**Given exercise**: Reproduce the forum discussion below about volunteer fire department dues and incentives in full, word for word.

* Start Selected text *

First of all, I would get rid of the mandatory dues. That could be one of your turnoffs right there.
Does your state have a firefighters association? They are a good lobbying body to push for changes at the goverment level. Here in SC, the state firemans association offers its members paid life insurance, prescription card and a $3000 state tax credit for volunteers ( if they meet training and response criteria)
What kind of incentives does your department offer its members? Instead of a paid per call, how about a fuel reinbursment for your members for each call they run.
What about credit for calls when they are at outside training?
I guess you really need to asess your department and what it has to offer your members. Maybe you just need to sweeten the pot a little.
02-03-2003, 11:43 PM #3
thanks for the insight.
our mandatory fire dues was voted in by our community by almost 75% pass rate. unfortunately alabama does not have any kind of regular funding for volunteer fire depts and our county does not either, so the dues are helping keep us open. i i thank our community for that. thanks for the ideas.

* End Selected text *
* Start Provided data *

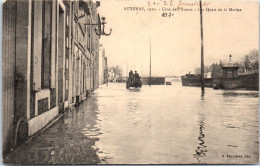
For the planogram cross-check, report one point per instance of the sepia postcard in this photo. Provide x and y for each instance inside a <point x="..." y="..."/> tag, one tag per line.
<point x="130" y="82"/>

* End Provided data *

**Complete output**:
First of all, I would get rid of the mandatory dues. That could be one of your turnoffs right there.
Does your state have a firefighters association? They are a good lobbying body to push for changes at the goverment level. Here in SC, the state firemans association offers its members paid life insurance, prescription card and a $3000 state tax credit for volunteers ( if they meet training and response criteria)
What kind of incentives does your department offer its members? Instead of a paid per call, how about a fuel reinbursment for your members for each call they run.
What about credit for calls when they are at outside training?
I guess you really need to asess your department and what it has to offer your members. Maybe you just need to sweeten the pot a little.
02-03-2003, 11:43 PM #3
thanks for the insight.
our mandatory fire dues was voted in by our community by almost 75% pass rate. unfortunately alabama does not have any kind of regular funding for volunteer fire depts and our county does not either, so the dues are helping keep us open. i i thank our community for that. thanks for the ideas.